[Data lines]:
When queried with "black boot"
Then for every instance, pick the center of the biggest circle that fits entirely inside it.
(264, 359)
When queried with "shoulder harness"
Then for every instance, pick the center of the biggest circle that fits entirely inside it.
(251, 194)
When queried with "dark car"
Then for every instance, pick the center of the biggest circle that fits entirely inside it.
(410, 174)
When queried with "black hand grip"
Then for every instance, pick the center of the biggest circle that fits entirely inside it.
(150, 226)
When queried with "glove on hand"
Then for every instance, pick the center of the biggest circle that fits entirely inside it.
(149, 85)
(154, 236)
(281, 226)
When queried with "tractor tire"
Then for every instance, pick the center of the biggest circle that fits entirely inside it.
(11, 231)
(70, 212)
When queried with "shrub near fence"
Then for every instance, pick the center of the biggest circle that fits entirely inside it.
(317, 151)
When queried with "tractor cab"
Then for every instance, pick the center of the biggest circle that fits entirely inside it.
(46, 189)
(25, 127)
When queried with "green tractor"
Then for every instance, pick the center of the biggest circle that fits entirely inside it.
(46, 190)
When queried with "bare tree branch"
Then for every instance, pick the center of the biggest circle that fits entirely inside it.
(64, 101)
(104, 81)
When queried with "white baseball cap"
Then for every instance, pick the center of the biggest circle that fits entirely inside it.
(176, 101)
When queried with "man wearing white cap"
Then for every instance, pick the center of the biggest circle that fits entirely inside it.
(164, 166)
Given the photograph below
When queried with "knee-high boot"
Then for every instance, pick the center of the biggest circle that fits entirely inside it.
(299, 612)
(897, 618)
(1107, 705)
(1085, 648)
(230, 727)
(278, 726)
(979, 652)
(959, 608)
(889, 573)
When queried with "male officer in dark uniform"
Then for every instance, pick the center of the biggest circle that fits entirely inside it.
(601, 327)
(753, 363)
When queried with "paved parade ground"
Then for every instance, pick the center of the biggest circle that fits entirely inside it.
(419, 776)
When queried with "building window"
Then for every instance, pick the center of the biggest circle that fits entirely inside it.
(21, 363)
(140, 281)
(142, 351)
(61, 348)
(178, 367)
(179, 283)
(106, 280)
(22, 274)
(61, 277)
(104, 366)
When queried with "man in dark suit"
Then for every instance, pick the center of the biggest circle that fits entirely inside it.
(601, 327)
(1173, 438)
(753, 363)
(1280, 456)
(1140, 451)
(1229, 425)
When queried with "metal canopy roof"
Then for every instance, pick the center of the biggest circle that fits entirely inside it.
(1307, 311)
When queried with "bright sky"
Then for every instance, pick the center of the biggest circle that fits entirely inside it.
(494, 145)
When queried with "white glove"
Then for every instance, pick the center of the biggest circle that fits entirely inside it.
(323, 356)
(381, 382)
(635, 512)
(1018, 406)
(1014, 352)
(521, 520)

[Your instructions]:
State how many lines of the rows above contain the string "hand", and give only that number.

[Written response]:
2